··· Material supplied
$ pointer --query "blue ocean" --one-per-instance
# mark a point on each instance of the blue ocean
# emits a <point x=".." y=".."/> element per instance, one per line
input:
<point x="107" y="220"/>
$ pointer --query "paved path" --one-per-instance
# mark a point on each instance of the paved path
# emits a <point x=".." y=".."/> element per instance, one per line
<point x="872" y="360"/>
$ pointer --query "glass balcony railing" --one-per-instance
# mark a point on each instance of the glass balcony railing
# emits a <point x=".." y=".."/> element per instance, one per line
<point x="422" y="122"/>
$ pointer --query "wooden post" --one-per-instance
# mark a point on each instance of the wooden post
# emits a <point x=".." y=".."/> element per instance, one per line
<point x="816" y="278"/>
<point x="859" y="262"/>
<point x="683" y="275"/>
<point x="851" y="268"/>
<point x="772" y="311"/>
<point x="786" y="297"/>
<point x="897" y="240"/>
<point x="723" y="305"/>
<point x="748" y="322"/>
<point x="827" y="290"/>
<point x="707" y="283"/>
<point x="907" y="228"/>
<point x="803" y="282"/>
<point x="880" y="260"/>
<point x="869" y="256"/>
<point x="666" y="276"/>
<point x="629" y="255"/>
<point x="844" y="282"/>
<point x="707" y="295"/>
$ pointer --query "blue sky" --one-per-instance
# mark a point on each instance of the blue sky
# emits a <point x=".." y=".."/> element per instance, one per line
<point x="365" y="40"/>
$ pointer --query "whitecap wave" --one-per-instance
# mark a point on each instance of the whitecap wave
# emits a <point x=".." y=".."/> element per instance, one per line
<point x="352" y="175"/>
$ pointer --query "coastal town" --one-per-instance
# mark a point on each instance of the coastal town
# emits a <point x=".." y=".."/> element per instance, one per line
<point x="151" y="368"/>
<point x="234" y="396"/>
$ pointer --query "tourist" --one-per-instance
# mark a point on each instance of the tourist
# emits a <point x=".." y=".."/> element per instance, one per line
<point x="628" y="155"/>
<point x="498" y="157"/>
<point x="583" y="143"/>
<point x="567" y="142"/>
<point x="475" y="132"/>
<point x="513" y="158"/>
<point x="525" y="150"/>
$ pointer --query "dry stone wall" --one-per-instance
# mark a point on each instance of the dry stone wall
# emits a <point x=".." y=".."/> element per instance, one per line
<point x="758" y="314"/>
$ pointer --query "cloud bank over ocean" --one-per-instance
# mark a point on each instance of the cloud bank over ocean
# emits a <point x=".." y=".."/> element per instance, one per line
······
Exercise requirements
An exact copy of every record is what the answer must contain.

Problem solution
$ pointer --query "blue ocean" --one-per-instance
# mark a point on each instance of the blue ocean
# emits a <point x=".." y=".."/> element per instance, one per line
input:
<point x="107" y="220"/>
$ pointer --query "paved path" --one-per-instance
# mark a point on each instance of the paved path
# emits a <point x=".." y=".."/> element per instance, one per line
<point x="872" y="360"/>
$ pointer --query "glass balcony railing" --one-per-instance
# mark a point on each instance of the glass balcony railing
# emits a <point x=".." y=".."/> element per instance, one per line
<point x="422" y="122"/>
$ pointer --query "wooden post" --one-per-instance
# mark a point on each instance of the wooden post
# emits a <point x=".." y=".."/> element per instance, one per line
<point x="816" y="278"/>
<point x="859" y="262"/>
<point x="683" y="275"/>
<point x="851" y="268"/>
<point x="772" y="311"/>
<point x="786" y="297"/>
<point x="897" y="240"/>
<point x="723" y="305"/>
<point x="748" y="322"/>
<point x="827" y="290"/>
<point x="707" y="283"/>
<point x="907" y="228"/>
<point x="803" y="282"/>
<point x="880" y="260"/>
<point x="869" y="256"/>
<point x="666" y="276"/>
<point x="629" y="255"/>
<point x="844" y="282"/>
<point x="707" y="295"/>
$ pointer --query "blue sky" --one-per-instance
# mark a point on each instance of the blue sky
# emits a <point x=".." y=".."/> element per instance, one per line
<point x="365" y="40"/>
$ pointer --query "whitecap wave" --one-per-instance
# mark a point on each instance of the whitecap wave
# emits a <point x=".." y=".."/> element per instance, one per line
<point x="352" y="175"/>
$ pointer --query "coastal town" --one-per-instance
# mark a point on each instance of the coastal town
# emits a <point x=".." y=".."/> element per instance, one per line
<point x="151" y="368"/>
<point x="234" y="396"/>
$ pointer --query "tourist" --one-per-instance
# mark a point on each instance of the tourist
# emits a <point x=".." y=".."/> element per instance, one per line
<point x="628" y="155"/>
<point x="498" y="157"/>
<point x="583" y="143"/>
<point x="567" y="142"/>
<point x="475" y="132"/>
<point x="513" y="158"/>
<point x="525" y="150"/>
$ pointer --query "dry stone wall" --one-per-instance
# mark a point on each instance of the dry stone wall
# emits a <point x=".." y=".."/> element per instance, one per line
<point x="758" y="314"/>
$ pointer --query "cloud bank over ocean" --one-per-instance
# mark a point on each instance of the cloud bank over ocean
# emits a <point x=".." y=".."/> element per instance, one per line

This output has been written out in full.